> [What you need to do]:
Render the lines below as a Markdown table with two columns, No. and Line: number each row and place the line beside it, leaving out blank lines.

> [Task input]:
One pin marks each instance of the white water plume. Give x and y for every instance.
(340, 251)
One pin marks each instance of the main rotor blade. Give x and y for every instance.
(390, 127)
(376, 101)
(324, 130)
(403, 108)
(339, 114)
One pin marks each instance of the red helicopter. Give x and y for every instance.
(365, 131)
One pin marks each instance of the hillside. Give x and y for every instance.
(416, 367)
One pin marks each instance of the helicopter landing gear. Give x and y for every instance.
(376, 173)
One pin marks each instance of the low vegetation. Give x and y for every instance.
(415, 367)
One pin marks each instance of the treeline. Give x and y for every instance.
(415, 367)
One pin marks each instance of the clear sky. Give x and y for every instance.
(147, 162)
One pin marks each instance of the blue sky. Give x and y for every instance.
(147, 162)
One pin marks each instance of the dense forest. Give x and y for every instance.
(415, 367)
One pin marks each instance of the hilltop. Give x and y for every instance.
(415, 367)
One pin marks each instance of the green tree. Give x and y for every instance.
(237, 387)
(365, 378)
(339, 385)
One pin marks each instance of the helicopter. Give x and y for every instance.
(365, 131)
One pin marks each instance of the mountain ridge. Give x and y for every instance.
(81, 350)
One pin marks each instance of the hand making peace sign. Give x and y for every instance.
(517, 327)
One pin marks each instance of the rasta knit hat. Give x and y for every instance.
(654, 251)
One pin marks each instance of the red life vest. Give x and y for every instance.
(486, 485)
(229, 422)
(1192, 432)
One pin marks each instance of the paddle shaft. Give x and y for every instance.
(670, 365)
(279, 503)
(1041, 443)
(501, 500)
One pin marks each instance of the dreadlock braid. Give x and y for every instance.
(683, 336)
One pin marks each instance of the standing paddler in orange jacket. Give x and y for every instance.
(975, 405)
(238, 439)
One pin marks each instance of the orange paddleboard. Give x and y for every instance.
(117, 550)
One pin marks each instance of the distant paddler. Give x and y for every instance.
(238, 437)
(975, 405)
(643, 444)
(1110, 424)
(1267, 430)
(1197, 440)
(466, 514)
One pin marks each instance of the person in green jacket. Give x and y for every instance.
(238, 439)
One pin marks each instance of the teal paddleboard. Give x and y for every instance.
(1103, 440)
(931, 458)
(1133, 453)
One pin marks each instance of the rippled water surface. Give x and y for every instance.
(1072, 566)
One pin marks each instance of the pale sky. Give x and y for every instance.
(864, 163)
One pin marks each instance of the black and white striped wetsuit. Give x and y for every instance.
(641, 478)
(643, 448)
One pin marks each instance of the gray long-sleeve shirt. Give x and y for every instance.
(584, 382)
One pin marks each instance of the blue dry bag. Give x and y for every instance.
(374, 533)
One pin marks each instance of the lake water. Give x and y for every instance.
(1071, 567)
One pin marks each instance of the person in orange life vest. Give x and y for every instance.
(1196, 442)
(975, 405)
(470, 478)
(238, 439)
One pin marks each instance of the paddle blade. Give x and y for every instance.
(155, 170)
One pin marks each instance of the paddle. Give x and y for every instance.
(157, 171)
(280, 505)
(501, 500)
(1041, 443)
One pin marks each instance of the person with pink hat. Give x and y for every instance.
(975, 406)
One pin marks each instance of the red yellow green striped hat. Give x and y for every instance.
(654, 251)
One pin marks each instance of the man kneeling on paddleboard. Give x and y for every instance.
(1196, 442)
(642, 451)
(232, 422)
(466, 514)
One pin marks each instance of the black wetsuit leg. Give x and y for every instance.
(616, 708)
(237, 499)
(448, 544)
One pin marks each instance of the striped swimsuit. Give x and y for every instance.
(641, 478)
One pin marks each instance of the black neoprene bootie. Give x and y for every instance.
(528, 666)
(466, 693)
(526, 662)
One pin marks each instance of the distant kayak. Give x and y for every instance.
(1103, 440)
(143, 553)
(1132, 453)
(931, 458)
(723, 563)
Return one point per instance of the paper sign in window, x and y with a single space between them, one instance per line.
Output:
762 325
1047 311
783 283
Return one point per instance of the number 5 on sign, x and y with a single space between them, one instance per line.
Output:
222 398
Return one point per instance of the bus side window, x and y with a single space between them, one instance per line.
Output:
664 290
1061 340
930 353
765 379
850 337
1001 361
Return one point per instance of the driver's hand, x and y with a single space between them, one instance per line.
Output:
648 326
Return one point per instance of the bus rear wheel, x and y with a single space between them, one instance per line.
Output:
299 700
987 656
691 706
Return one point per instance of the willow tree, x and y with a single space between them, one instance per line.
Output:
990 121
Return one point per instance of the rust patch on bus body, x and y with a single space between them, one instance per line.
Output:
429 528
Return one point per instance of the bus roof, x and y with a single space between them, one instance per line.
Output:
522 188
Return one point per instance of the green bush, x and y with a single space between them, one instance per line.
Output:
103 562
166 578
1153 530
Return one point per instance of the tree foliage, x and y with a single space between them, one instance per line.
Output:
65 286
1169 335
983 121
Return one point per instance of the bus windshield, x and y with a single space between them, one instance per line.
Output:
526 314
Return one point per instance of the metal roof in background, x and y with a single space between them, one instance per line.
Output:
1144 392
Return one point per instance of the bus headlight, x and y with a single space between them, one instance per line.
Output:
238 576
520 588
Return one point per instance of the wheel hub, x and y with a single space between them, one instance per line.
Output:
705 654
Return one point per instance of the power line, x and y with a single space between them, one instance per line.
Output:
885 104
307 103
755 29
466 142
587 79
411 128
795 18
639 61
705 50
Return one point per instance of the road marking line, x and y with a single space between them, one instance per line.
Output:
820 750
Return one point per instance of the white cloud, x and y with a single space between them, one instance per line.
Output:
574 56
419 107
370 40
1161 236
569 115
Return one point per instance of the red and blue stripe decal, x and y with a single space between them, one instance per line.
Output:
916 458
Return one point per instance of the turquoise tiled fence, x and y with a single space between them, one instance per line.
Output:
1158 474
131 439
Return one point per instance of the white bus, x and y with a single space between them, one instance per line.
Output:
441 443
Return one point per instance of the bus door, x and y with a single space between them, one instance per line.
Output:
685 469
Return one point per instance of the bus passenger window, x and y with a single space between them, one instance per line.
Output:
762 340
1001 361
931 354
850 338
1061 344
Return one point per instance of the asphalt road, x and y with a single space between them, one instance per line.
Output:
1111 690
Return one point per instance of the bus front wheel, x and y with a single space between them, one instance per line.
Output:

> [Solution below]:
| No. | Line |
|---|---|
| 1 | One pin marks each instance of the white water plume. Give x and y for every instance. |
| 2 | (340, 251) |
| 3 | One pin marks each instance of the main rotor blade. Give x and y for every instance. |
| 4 | (390, 127) |
| 5 | (376, 101) |
| 6 | (324, 130) |
| 7 | (403, 108) |
| 8 | (339, 114) |
| 9 | One pin marks each instance of the red helicopter. Give x and y for every instance. |
| 10 | (365, 131) |
| 11 | One pin marks each instance of the hillside. Give x and y for every instance. |
| 12 | (416, 367) |
| 13 | One pin marks each instance of the helicopter landing gear. Give x and y for every instance. |
| 14 | (376, 173) |
| 15 | One pin marks each instance of the low vegetation. Give x and y for every instance. |
| 16 | (415, 367) |
| 17 | One pin marks each instance of the treeline. Give x and y for every instance. |
| 18 | (415, 367) |
| 19 | One pin marks each instance of the clear sky. Give x and y for every instance. |
| 20 | (147, 162) |
| 21 | One pin marks each instance of the blue sky. Give x and y for every instance. |
| 22 | (147, 162) |
| 23 | One pin marks each instance of the dense forest. Give x and y for every instance. |
| 24 | (415, 367) |
| 25 | One pin marks each instance of the hilltop. Give x and y for every instance. |
| 26 | (415, 367) |
| 27 | One pin marks each instance of the green tree. Give x and y for every instance. |
| 28 | (237, 387) |
| 29 | (365, 378) |
| 30 | (339, 385) |
| 31 | One pin marks each instance of the helicopter. Give x and y for every instance. |
| 32 | (365, 131) |
| 33 | One pin marks each instance of the mountain ridge. Give x and y for every instance. |
| 34 | (81, 350) |
| 35 | One pin marks each instance of the hand making peace sign. Give x and y for every instance. |
| 36 | (517, 327) |
| 37 | One pin marks each instance of the rasta knit hat. Give x and y for every instance. |
| 38 | (654, 251) |
| 39 | One pin marks each instance of the red life vest. Give x and y for every instance. |
| 40 | (486, 485) |
| 41 | (229, 422) |
| 42 | (1192, 432) |
| 43 | One pin marks each instance of the paddle shaft. Give x and y for every instance. |
| 44 | (670, 365) |
| 45 | (279, 503) |
| 46 | (1041, 443) |
| 47 | (501, 500) |
| 48 | One pin marks each instance of the dreadlock braid. Give x and y for every instance. |
| 49 | (683, 336) |
| 50 | One pin marks each instance of the standing paddler in orange jacket. Give x and y for every instance. |
| 51 | (975, 405) |
| 52 | (238, 439) |
| 53 | One pin marks each instance of the orange paddleboard. Give x and y for every instance. |
| 54 | (117, 550) |
| 55 | One pin marks each instance of the distant paddler. Give x and y for every instance. |
| 56 | (238, 437) |
| 57 | (975, 405) |
| 58 | (643, 444) |
| 59 | (1110, 424) |
| 60 | (1267, 430) |
| 61 | (1197, 440) |
| 62 | (466, 514) |
| 63 | One pin marks each instance of the person in green jacket. Give x and y for every instance. |
| 64 | (238, 439) |
| 65 | One pin marks each instance of the teal paddleboard. Give x and y for every instance. |
| 66 | (1103, 440) |
| 67 | (931, 458) |
| 68 | (1133, 453) |
| 69 | One pin marks each instance of the rippled water surface. Give x and y for every instance. |
| 70 | (1072, 566) |
| 71 | One pin marks each instance of the pale sky. Give x and y for every instance. |
| 72 | (864, 163) |
| 73 | One pin marks each instance of the black and white striped wetsuit. Give x and y for every instance. |
| 74 | (641, 478) |
| 75 | (643, 448) |
| 76 | One pin marks each instance of the gray long-sleeve shirt. Give x and y for every instance. |
| 77 | (584, 382) |
| 78 | One pin marks each instance of the blue dry bag. Give x and y for every instance. |
| 79 | (374, 533) |
| 80 | One pin marks each instance of the lake water. Give x and y for every instance. |
| 81 | (1071, 567) |
| 82 | One pin marks each instance of the person in orange life vest. Give x and y for every instance. |
| 83 | (1196, 442) |
| 84 | (975, 405) |
| 85 | (470, 478) |
| 86 | (238, 439) |
| 87 | One pin marks each instance of the paddle blade. Give x and y for every instance. |
| 88 | (155, 170) |
| 89 | One pin marks each instance of the paddle. Give x and y for every instance. |
| 90 | (157, 171) |
| 91 | (280, 505) |
| 92 | (501, 500) |
| 93 | (1041, 443) |
| 94 | One pin marks each instance of the person with pink hat. Give x and y for every instance. |
| 95 | (975, 406) |
| 96 | One pin marks each instance of the red yellow green striped hat. Give x and y for every instance. |
| 97 | (654, 251) |
| 98 | One pin marks each instance of the man kneeling on paddleboard. Give x and y for every instance. |
| 99 | (1196, 442) |
| 100 | (642, 451) |
| 101 | (232, 422) |
| 102 | (466, 514) |
| 103 | One pin marks each instance of the black wetsuit leg. Give x and y for every instance. |
| 104 | (616, 708) |
| 105 | (237, 499) |
| 106 | (448, 544) |
| 107 | One pin marks each instance of the striped swimsuit. Give x and y for every instance. |
| 108 | (641, 478) |
| 109 | One pin marks each instance of the black neoprene bootie. Give x and y for every instance. |
| 110 | (528, 666) |
| 111 | (466, 693) |
| 112 | (526, 662) |
| 113 | One pin marks each instance of the distant kayak. Give x and y for every instance. |
| 114 | (1103, 440) |
| 115 | (143, 553) |
| 116 | (1132, 453) |
| 117 | (931, 458) |
| 118 | (723, 563) |
| 119 | Return one point per instance of the paper sign in window, x and y with a single space between them, one instance per line. |
| 120 | Output: |
| 121 | 762 325 |
| 122 | 1047 311 |
| 123 | 783 283 |
| 124 | Return one point per instance of the number 5 on sign, x and y with a single space between them, one instance per line. |
| 125 | Output: |
| 126 | 222 398 |
| 127 | Return one point per instance of the bus side window, x and y with a single space between them, one instance per line. |
| 128 | Output: |
| 129 | 664 290 |
| 130 | 1061 340 |
| 131 | 930 353 |
| 132 | 765 379 |
| 133 | 850 337 |
| 134 | 1001 361 |
| 135 | Return one point per instance of the driver's hand, x and y with a single space between them, one instance per line. |
| 136 | Output: |
| 137 | 648 326 |
| 138 | Return one point per instance of the bus rear wheel, x and y with a single space between them, one instance per line. |
| 139 | Output: |
| 140 | 299 700 |
| 141 | 987 656 |
| 142 | 691 706 |
| 143 | Return one point per instance of the willow tree, x and y with a single space between them, one instance per line. |
| 144 | Output: |
| 145 | 990 121 |
| 146 | Return one point per instance of the rust patch on bus body, x and y with a single space between them, one instance per line. |
| 147 | Output: |
| 148 | 429 528 |
| 149 | Return one point per instance of the bus roof, x and y with a single space between them, one instance per line. |
| 150 | Output: |
| 151 | 522 188 |
| 152 | Return one point per instance of the green bush, x and y with a single space between them, one instance per line. |
| 153 | Output: |
| 154 | 103 562 |
| 155 | 166 578 |
| 156 | 1153 530 |
| 157 | Return one point per instance of the tree foliage, x and y with a single space between them, one instance per line. |
| 158 | Output: |
| 159 | 65 286 |
| 160 | 1169 335 |
| 161 | 983 121 |
| 162 | Return one point per instance of the bus windshield, x and y with a single space between them, one instance per line. |
| 163 | Output: |
| 164 | 526 314 |
| 165 | Return one point per instance of the metal roof in background, x and y with a single space between them, one instance per line. |
| 166 | Output: |
| 167 | 1144 392 |
| 168 | Return one point per instance of the bus headlight, x and y with a single space between them, one instance per line. |
| 169 | Output: |
| 170 | 238 576 |
| 171 | 520 588 |
| 172 | Return one point per instance of the wheel hub, x and y with a single space between them, one instance per line. |
| 173 | Output: |
| 174 | 705 654 |
| 175 | Return one point per instance of the power line, x and y with a single space between them, one instance per line. |
| 176 | Output: |
| 177 | 885 104 |
| 178 | 307 103 |
| 179 | 755 29 |
| 180 | 466 142 |
| 181 | 587 79 |
| 182 | 411 128 |
| 183 | 795 18 |
| 184 | 639 61 |
| 185 | 705 50 |
| 186 | Return one point per instance of the road marking line, x and y with a single space between them, one instance per line. |
| 187 | Output: |
| 188 | 820 750 |
| 189 | Return one point per instance of the white cloud, x and y with a single space between them, one instance per line. |
| 190 | Output: |
| 191 | 574 56 |
| 192 | 419 107 |
| 193 | 370 40 |
| 194 | 1161 236 |
| 195 | 569 115 |
| 196 | Return one point per instance of the red and blue stripe decal, x and y with a single space between them, one instance per line. |
| 197 | Output: |
| 198 | 916 458 |
| 199 | Return one point per instance of the turquoise tiled fence, x and y with a single space between them, one instance per line. |
| 200 | Output: |
| 201 | 1158 474 |
| 202 | 131 439 |
| 203 | Return one point per instance of the white bus, x and y with a single space between them, one instance per line. |
| 204 | Output: |
| 205 | 441 443 |
| 206 | Return one point per instance of the bus door, x and y with a single space between them, one instance per line. |
| 207 | Output: |
| 208 | 685 469 |
| 209 | Return one point per instance of the bus passenger window, x and y with a single space between them, one instance per line. |
| 210 | Output: |
| 211 | 762 340 |
| 212 | 1001 361 |
| 213 | 931 354 |
| 214 | 850 338 |
| 215 | 1061 344 |
| 216 | Return one point per instance of the asphalt road, x and y with a single space between them, one instance per line. |
| 217 | Output: |
| 218 | 1111 690 |
| 219 | Return one point per instance of the bus front wheel, x and y with a single space between them, one instance per line. |
| 220 | Output: |